**Solicitud de trabajo 1**.
Extrae sin cambios del texto sobre la movilidad internacional el tramo que va desde "La movilidad internacional" hasta "bien lo contrario.".
**Solicitud de trabajo 2**.
Continúa el texto sobre la movilidad internacional de seres humanos a partir de su última oración.

**Texto proporcionado**.
La movilidad internacional de seres humanos no es nueva, pero su intensidad creciente constituye una de las señas de identidad del siglo XXI. Espoleados por la desigualdad de ingreso y las necesidades de los mercados laborales en destino, unos 230 millones de hombres, mujeres y niños se aferran cada día a la oportunidad de alcanzar una vida mejor, aunque eso suponga hacerlo fuera del lugar en que nacieron. Otros 20 millones han escapado de sus países como parte del fenómeno del desplazamiento forzoso, un fuego atizado por los conflictos, las catástrofes naturales y los shocks climáticos. Ninguno de estos factores tiende a remitir en un futuro próximo, más bien lo contrario.

**Extractos de entradas**.
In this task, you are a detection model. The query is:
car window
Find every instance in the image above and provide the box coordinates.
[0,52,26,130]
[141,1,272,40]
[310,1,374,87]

**Cuadro de respuesta 1**.
La movilidad internacional de seres humanos no es nueva, pero su intensidad creciente constituye una de las señas de identidad del siglo XXI. Espoleados por la desigualdad de ingreso y las necesidades de los mercados laborales en destino, unos 230 millones de hombres, mujeres y niños se aferran cada día a la oportunidad de alcanzar una vida mejor, aunque eso suponga hacerlo fuera del lugar en que nacieron. Otros 20 millones han escapado de sus países como parte del fenómeno del desplazamiento forzoso, un fuego atizado por los conflictos, las catástrofes naturales y los shocks climáticos. Ninguno de estos factores tiende a remitir en un futuro próximo, más bien lo contrario.

**Cuadro de respuesta 2**.
La inmigración trae bajo el brazo capital humano y capacidad de emprendimiento. Ofrece a sus países de origen recursos financieros, conocimiento y valores democráticos. A pesar de la competencia con el empleo local, el beneficio neto es incontestable. Pero ninguno de estos elementos es más fuerte que los riesgos que plantea para la homogeneidad cultural, racial y religiosa que desea, sin reconocerlo, una parte considerable de las sociedades de acogida. Encuesta tras encuesta, país por país, los números constatan que quienes querrían incrementar el número de inmigrantes se encuentran en absoluta minoría. Una encuesta reciente de Gallup para el mercado estadounidense señala que este grupo se ha multiplicado por dos a lo largo de este siglo, pero tres de cada cuatro norteamericanos se oponen todavía a una política migratoria más abierta.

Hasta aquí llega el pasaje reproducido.